---------- MATERIAL FOR THIS EXERCISE

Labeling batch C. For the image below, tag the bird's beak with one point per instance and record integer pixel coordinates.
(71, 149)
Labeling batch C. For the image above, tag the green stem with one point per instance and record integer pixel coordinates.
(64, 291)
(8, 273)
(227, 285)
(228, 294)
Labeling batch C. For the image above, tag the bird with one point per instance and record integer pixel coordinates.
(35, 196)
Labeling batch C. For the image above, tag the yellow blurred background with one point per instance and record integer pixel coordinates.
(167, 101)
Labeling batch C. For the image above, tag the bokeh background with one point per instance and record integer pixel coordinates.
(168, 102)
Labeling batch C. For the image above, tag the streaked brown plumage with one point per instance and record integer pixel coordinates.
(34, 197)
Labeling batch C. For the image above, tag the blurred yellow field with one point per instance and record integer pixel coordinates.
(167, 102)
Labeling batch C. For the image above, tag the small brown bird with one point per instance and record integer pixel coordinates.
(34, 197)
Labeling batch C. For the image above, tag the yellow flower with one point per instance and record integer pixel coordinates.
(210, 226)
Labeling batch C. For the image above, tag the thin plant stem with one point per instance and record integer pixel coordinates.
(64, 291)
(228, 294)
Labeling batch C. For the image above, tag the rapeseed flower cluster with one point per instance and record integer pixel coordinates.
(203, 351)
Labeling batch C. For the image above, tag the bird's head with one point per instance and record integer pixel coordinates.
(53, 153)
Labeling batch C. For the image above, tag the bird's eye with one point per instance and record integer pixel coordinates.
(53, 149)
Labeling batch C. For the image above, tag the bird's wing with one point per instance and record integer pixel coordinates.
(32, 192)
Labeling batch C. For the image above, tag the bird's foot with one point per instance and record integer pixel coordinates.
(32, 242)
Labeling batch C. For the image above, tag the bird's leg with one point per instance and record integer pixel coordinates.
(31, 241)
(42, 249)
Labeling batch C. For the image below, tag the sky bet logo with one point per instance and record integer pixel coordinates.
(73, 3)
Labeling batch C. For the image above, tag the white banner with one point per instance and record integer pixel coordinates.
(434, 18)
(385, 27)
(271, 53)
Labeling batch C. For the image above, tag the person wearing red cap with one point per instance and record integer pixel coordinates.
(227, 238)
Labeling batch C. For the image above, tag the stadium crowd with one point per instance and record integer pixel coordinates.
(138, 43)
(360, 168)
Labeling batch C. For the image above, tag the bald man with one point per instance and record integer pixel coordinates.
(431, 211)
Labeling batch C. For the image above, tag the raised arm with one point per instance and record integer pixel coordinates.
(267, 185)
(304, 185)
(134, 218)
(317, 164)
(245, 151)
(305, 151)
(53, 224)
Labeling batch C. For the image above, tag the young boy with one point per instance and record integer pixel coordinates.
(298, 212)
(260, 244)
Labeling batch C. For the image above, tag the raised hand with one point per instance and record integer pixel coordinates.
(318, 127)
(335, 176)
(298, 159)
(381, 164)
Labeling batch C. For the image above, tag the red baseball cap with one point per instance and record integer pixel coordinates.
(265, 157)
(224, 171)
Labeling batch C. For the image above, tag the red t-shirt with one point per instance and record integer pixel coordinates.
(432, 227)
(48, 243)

--------------------

THE PROBLEM — Repeat only the stretch of lines starting at the one containing "Labeling batch C. For the image above, tag the raised arm" and running to the final line of the entries above.

EXERCISE ANSWER —
Labeling batch C. For the image above, tag the raised arm with one point per instance and record integer pixel coordinates.
(267, 185)
(304, 185)
(134, 218)
(317, 164)
(245, 151)
(305, 151)
(53, 224)
Labeling batch C. For the image above, tag the young boy with one point per instance and record integer pixel coordinates.
(298, 212)
(260, 244)
Labeling batch C. For the image above, tag the raised hand with one point per instance and record integer pixel coordinates.
(318, 127)
(335, 176)
(298, 159)
(381, 164)
Labeling batch C. For the image above, tag the red baseball cap with one point per instance and record integer pixel coordinates.
(265, 157)
(224, 171)
Labeling batch C. For the image above, tag the red t-shirt with one point per instance and record integer pixel coordinates.
(432, 227)
(48, 243)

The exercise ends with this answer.